12. The letter (Ex. 1) relied on as an acknowledgement was written to the appellant-company by Subramanayam signing it "for Aluminium Corporation of India Ltd." It consists of several paragraphs dealing with diverse items relating to different amounts claimed by the appellant-company in a statement of claim previously sent by it to the corporation, some of which are refuted by the writer, while the others are accepted. The penultimate paragraph, which is said to contain the admission , peals as follows :

After all the above adjustments, the position will be as per statement attached. Interest has been provided on some balances and on others it has not been provided. We request you to confirm the balance of Rs. 1, 07, 477, 13, 11, so that we may proceed with the calculation of interest and settle your claim once and for all immediately.

Kindly acknowledge this letter and favour us with an immediate reply."


The letter speaks in the last sentence of a copy of it to be sent to Lala Puru shottam Dasji Singhania "for information". The copy of the letter, as is clear from the other evidence as also the words "for information" was not sent for approval and was obviously not intended to be subject to such approval by purushottam Singhania. The statement enclosed with the letter is headed "Account of M/s Lakshmiratan Cotton Mills Co. Ltd." and first sets out the balance of Rs. 1, 00, 760, 0, 7 in favour of the appellant-company "as per our ledger", meaning the ledger of the corporation and the first foot-note thereto states that that amount included interest of Rs. 26, 490.11.10 calculated upto March 31, 1943. Several amounts due to other concerns payable to or by the appellant-company are then adjusted and finally the balance is struck at Rs. 1, 07, 447.13.11, (which is the one mentioned in the letter (Ex.1)) which if confirmed by the appellant-company, the corporation would "settle your claim once and for all immediately."

Data entries:
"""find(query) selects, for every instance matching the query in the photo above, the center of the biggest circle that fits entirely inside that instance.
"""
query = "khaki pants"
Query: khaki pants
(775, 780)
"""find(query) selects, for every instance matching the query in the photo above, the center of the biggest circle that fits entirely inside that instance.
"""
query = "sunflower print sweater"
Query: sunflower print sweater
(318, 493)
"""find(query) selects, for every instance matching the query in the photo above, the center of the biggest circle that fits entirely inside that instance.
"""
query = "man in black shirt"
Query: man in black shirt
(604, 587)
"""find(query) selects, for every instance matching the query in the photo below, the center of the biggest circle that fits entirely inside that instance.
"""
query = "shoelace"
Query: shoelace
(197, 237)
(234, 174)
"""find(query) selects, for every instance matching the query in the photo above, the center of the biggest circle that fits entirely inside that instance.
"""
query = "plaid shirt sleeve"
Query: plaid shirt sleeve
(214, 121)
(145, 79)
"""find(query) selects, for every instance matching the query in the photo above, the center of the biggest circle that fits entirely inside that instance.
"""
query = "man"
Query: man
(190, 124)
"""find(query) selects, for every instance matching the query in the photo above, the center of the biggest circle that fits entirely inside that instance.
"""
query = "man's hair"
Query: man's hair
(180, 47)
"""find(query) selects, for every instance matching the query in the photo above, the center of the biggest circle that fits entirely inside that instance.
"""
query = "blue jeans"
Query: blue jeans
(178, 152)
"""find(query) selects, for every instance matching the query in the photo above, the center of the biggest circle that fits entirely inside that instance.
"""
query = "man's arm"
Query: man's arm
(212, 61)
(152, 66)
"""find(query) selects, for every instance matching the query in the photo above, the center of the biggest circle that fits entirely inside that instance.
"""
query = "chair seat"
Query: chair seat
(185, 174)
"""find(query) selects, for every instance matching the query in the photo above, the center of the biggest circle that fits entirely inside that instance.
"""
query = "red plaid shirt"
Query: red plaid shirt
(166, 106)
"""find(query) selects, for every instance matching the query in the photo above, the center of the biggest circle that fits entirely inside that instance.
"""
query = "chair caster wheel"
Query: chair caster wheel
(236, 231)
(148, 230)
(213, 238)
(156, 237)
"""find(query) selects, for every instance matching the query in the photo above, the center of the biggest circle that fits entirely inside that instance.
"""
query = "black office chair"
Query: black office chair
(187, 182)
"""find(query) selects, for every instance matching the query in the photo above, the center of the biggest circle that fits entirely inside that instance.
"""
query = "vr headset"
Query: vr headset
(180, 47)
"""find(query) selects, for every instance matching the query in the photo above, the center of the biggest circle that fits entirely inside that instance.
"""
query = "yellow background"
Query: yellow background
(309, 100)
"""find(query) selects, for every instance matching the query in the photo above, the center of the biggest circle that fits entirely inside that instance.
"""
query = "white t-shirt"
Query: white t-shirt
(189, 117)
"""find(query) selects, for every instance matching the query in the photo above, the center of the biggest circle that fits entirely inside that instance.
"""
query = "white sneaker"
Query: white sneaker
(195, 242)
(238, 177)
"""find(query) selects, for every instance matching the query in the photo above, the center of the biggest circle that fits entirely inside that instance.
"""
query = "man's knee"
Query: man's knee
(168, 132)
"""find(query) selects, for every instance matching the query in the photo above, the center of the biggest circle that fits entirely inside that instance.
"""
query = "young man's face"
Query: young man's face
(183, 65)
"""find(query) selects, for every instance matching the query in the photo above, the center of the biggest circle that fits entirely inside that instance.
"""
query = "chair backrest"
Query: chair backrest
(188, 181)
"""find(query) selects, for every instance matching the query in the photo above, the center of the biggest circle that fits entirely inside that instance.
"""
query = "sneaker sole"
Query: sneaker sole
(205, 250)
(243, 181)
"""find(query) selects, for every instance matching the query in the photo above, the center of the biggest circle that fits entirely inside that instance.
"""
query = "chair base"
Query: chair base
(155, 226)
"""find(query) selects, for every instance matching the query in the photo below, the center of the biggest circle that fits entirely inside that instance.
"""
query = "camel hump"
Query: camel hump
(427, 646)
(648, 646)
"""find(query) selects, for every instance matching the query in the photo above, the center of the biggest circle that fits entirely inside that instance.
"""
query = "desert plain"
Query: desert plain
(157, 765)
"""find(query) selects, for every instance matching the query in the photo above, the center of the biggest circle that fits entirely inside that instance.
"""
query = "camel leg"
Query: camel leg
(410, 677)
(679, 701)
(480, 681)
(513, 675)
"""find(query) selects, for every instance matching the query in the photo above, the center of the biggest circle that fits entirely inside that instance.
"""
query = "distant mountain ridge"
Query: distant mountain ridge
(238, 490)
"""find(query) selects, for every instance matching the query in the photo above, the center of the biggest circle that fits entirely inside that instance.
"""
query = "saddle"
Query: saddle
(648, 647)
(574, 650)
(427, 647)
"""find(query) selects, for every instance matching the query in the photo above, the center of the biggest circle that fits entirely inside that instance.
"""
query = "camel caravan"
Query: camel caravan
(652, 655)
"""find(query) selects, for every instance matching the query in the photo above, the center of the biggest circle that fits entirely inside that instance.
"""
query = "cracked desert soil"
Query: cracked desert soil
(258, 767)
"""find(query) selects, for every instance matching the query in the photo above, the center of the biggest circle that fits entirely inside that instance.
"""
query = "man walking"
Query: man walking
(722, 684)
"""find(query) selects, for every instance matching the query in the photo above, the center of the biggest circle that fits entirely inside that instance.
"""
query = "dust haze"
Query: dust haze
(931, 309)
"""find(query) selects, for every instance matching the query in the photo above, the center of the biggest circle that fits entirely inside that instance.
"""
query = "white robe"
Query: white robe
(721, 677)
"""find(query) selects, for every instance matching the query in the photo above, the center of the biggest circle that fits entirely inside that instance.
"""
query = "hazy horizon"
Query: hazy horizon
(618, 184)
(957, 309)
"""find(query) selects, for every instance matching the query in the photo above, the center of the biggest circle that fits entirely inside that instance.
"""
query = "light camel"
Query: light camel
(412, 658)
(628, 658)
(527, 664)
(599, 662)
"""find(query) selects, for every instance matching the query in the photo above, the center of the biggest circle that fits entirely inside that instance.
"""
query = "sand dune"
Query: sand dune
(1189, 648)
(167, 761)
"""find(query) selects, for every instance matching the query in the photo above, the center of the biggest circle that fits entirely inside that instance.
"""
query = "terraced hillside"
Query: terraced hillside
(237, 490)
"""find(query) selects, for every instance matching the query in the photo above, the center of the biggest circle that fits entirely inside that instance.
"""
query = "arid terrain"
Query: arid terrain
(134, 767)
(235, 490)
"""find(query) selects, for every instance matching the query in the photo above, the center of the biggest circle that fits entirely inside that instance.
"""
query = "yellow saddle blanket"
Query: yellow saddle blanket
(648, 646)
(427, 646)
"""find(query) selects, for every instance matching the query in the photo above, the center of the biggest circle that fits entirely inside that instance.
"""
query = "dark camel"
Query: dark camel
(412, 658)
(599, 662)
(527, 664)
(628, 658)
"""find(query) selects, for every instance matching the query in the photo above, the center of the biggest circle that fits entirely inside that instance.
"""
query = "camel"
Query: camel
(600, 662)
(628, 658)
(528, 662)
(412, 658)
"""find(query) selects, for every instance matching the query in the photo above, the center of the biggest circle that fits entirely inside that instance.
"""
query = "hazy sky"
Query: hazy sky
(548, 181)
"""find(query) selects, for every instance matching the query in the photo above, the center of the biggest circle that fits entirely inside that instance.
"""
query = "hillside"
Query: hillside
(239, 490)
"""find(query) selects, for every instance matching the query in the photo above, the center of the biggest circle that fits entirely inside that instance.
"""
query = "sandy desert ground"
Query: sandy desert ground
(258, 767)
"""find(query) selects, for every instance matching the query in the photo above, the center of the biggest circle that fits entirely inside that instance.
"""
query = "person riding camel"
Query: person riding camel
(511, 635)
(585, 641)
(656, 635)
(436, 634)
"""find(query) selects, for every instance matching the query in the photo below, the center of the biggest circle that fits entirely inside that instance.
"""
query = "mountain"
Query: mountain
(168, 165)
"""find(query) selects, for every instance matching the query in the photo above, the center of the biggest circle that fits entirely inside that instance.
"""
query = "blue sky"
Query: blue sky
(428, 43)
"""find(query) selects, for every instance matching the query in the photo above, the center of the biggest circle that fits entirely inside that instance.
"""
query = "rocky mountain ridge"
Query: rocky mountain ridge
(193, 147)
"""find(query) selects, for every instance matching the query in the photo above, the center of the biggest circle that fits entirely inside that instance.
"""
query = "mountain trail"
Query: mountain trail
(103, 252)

_Complete the following_
1) In the judgment excerpt, what heading appears on the statement enclosed with the letter?
2) Quote the judgment excerpt, everything from "12. The letter" down to "and settle your claim once and for all immediately.".
3) Write what comes next in the judgment excerpt about the acknowledgement letter.

_Solved tasks_
1) "Account of M/s Lakshmiratan Cotton Mills Co. Ltd."

2)
12. The letter (Ex. 1) relied on as an acknowledgement was written to the appellant-company by Subramanayam signing it "for Aluminium Corporation of India Ltd." It consists of several paragraphs dealing with diverse items relating to different amounts claimed by the appellant-company in a statement of claim previously sent by it to the corporation, some of which are refuted by the writer, while the others are accepted. The penultimate paragraph, which is said to contain the admission , peals as follows :

After all the above adjustments, the position will be as per statement attached. Interest has been provided on some balances and on others it has not been provided. We request you to confirm the balance of Rs. 1, 07, 477, 13, 11, so that we may proceed with the calculation of interest and settle your claim once and for all immediately.

3)
13. The High Court as aforesaid, held, contrary to the view of the Trial Court that this letter was only "explanatory" and was not intended to be an admission of liability or of the jural relationship between the parties as debtor and creditor. Counsel for the corporation also argued in support of the High Courts view that the letter was written in the process of adjustment and reconciliation of the statement of claim addressed by the appellant-company and a counter-statement to it by the corporation, and therefore, could not be held to be one intended as an admission of liability on the part of the corporation, and that, in any event, Subramanayam, who wrote it, had no. authority to acknowledge any such liability on behalf of the corporation.

14. Before we proceed to inquire into the correctness or otherwise of the High Courts view in regard to the letter (Ex. 1), it would be necessary to examine the correspondence which previously ensued between the parties and the surrounding circumstances which led to that letter.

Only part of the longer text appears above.